===== Record excerpts
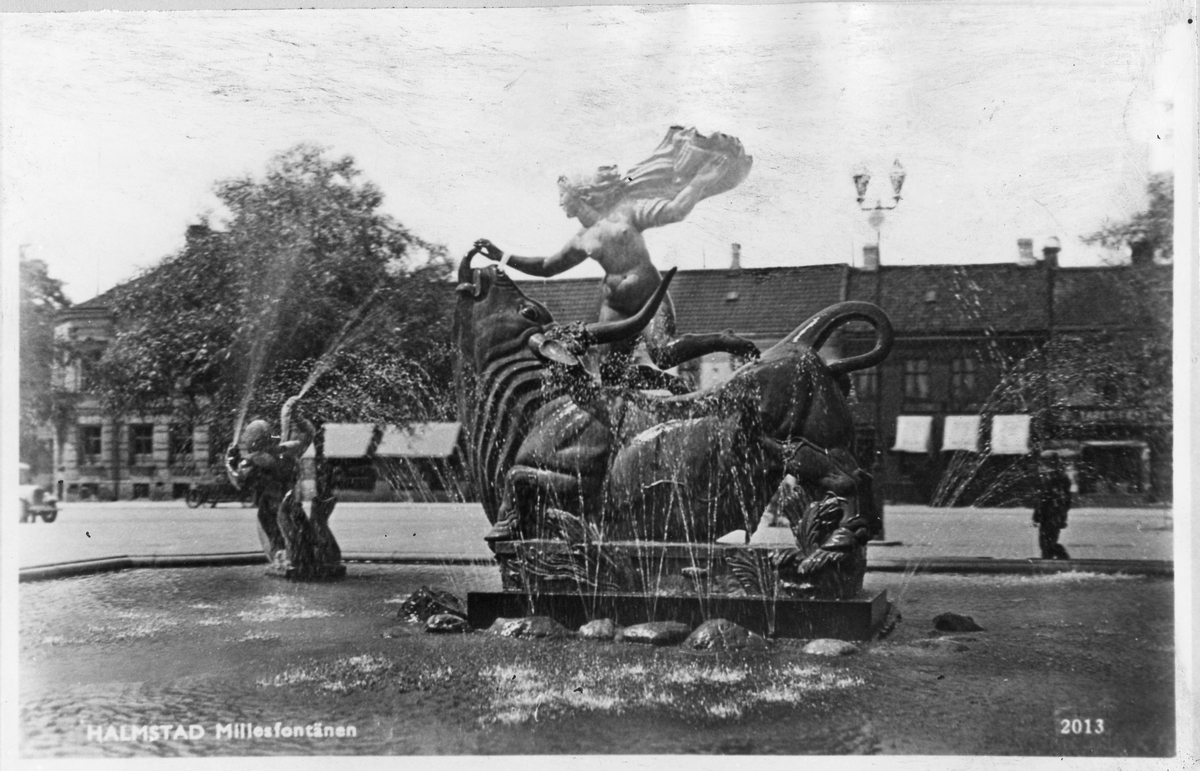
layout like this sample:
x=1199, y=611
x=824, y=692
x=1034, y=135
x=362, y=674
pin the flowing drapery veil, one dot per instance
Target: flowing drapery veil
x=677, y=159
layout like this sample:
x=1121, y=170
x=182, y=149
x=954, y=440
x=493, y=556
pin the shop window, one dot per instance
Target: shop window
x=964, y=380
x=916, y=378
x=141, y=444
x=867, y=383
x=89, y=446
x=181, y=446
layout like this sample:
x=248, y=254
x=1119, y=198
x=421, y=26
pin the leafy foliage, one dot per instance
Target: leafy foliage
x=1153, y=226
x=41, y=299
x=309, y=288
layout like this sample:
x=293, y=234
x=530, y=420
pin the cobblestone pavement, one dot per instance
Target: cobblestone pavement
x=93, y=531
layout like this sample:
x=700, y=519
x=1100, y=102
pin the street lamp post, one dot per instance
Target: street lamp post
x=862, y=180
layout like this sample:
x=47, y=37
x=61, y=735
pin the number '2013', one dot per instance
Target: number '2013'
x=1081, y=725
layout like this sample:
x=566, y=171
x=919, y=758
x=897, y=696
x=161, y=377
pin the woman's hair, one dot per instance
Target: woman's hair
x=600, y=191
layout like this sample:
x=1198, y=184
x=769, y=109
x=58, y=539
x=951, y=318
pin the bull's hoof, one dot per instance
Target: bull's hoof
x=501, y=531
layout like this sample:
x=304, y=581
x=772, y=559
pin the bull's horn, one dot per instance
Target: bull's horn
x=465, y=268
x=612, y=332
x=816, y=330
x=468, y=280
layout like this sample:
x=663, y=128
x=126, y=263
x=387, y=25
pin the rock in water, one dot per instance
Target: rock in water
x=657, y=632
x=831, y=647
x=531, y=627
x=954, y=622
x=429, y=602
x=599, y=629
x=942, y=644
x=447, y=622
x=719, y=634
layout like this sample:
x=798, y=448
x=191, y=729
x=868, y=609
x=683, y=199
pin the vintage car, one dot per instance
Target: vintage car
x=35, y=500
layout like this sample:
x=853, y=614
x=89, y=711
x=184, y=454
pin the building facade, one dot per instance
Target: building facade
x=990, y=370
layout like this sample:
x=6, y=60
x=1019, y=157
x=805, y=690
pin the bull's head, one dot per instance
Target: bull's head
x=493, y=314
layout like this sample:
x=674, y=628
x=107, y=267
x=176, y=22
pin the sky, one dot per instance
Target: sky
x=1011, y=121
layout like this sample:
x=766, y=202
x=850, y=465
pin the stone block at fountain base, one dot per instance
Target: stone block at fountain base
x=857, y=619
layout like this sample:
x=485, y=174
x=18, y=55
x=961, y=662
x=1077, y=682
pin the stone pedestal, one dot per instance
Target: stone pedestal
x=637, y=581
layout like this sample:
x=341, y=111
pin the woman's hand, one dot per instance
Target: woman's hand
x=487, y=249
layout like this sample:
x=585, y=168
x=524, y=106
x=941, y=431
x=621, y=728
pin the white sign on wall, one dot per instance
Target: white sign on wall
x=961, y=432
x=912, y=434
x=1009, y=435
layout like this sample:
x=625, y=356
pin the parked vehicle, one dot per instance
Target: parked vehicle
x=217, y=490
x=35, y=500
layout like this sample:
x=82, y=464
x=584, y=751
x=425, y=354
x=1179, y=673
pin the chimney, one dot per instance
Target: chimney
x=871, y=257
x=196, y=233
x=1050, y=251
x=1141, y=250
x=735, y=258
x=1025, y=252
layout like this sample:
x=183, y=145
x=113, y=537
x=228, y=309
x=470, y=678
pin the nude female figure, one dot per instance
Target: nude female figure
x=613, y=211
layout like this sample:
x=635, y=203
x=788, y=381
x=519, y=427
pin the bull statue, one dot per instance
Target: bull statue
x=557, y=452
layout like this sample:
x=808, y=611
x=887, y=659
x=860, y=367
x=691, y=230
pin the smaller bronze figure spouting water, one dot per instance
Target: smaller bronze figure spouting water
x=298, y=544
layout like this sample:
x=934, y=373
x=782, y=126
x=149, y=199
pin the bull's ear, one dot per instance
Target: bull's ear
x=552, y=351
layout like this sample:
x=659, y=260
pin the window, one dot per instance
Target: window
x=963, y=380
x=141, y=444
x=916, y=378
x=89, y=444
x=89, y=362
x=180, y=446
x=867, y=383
==========
▶ [Task objective] Write out the records above exactly as they stand, leaving out every picture.

▶ [Result below]
layout like this sample:
x=1199, y=611
x=824, y=692
x=1034, y=135
x=362, y=674
pin the flowing drapery veil, one dot per instance
Target: flowing drapery veil
x=677, y=159
layout like this sample:
x=1121, y=170
x=182, y=149
x=954, y=440
x=493, y=556
pin the shop window, one dot per instance
Target: shop window
x=964, y=380
x=916, y=378
x=141, y=444
x=867, y=383
x=89, y=446
x=181, y=446
layout like this sample:
x=248, y=254
x=1119, y=198
x=421, y=26
pin the leafy foliage, one dot per instance
Target: leafy foliage
x=1153, y=226
x=41, y=299
x=309, y=288
layout like this sample:
x=293, y=234
x=530, y=420
pin the cobblestone pavement, one dot per instance
Target: cobblestone pavement
x=93, y=531
layout like this sample:
x=700, y=519
x=1100, y=102
pin the street lamp post, one dot per instance
Target: street lamp post
x=862, y=180
layout like this sample:
x=47, y=37
x=61, y=735
pin the number '2013', one dot per instance
Target: number '2013'
x=1081, y=725
layout like this sample:
x=566, y=171
x=919, y=758
x=897, y=696
x=161, y=377
pin the woman's hair, one dot per instance
Target: woman's hair
x=600, y=191
layout like this sample:
x=1198, y=184
x=769, y=109
x=58, y=539
x=951, y=318
pin the bull's hoof, one dot per instance
Target: bull's hoof
x=501, y=531
layout like this sample:
x=304, y=581
x=772, y=559
pin the bull's horn, one dot per instance
Target: bull's horn
x=465, y=268
x=612, y=332
x=816, y=330
x=468, y=280
layout like this sample:
x=663, y=128
x=126, y=263
x=387, y=25
pin the rock in water, one dot per instance
Target: rock in water
x=657, y=632
x=831, y=647
x=531, y=627
x=954, y=622
x=429, y=602
x=599, y=629
x=942, y=644
x=447, y=622
x=719, y=634
layout like this sample:
x=798, y=448
x=191, y=729
x=868, y=609
x=683, y=199
pin the vintage car, one dot per instance
Target: vintage car
x=35, y=500
layout like this sample:
x=853, y=614
x=89, y=711
x=184, y=454
pin the building facade, one dot per instance
Target: building facade
x=990, y=370
layout like this sample:
x=6, y=60
x=1019, y=157
x=805, y=690
pin the bull's head, one dot per instance
Target: bull's head
x=493, y=314
layout like this sample:
x=674, y=628
x=107, y=267
x=176, y=22
pin the sky, one dot per instance
Target: sky
x=1011, y=121
layout like this sample:
x=766, y=202
x=850, y=465
pin the stone block at fountain base, one dot per instance
Target: stone block at fountain base
x=857, y=619
layout like this sample:
x=485, y=174
x=18, y=55
x=961, y=662
x=1077, y=682
pin the stone pedestal, one dot per instance
Target: stone pedestal
x=637, y=581
layout like this sample:
x=341, y=111
pin the woman's hand, one dot per instance
Target: woman's hand
x=487, y=249
layout like this sample:
x=585, y=168
x=524, y=106
x=941, y=431
x=621, y=728
pin the white sign on wall, one dot per instance
Target: white sign on wall
x=961, y=432
x=912, y=434
x=1009, y=435
layout like this sample:
x=625, y=356
pin the parked vehicle, one dot per instance
Target: parked vehicle
x=217, y=490
x=35, y=500
layout like this sample:
x=82, y=464
x=584, y=751
x=425, y=354
x=1179, y=673
pin the chimney, one dot per instance
Target: chimney
x=871, y=257
x=196, y=233
x=1050, y=251
x=1141, y=250
x=735, y=258
x=1025, y=252
layout like this sample:
x=183, y=145
x=113, y=537
x=228, y=309
x=470, y=678
pin the nude female figure, one dot per instance
Target: nude female figure
x=613, y=211
layout like this sample:
x=635, y=203
x=788, y=381
x=519, y=427
pin the bull statue, one dot per instance
Target: bull statue
x=557, y=452
layout like this sample:
x=808, y=611
x=887, y=659
x=860, y=367
x=691, y=230
pin the smaller bronze figure spouting water, one dot per instance
Target: smaller bronze figure spouting water
x=298, y=544
layout like this sample:
x=934, y=373
x=782, y=126
x=149, y=199
pin the bull's ear, one dot per instance
Target: bull's ear
x=552, y=351
layout like this sample:
x=659, y=260
pin the window, one dot per instance
Target: window
x=963, y=380
x=141, y=444
x=916, y=378
x=89, y=444
x=89, y=362
x=180, y=446
x=867, y=383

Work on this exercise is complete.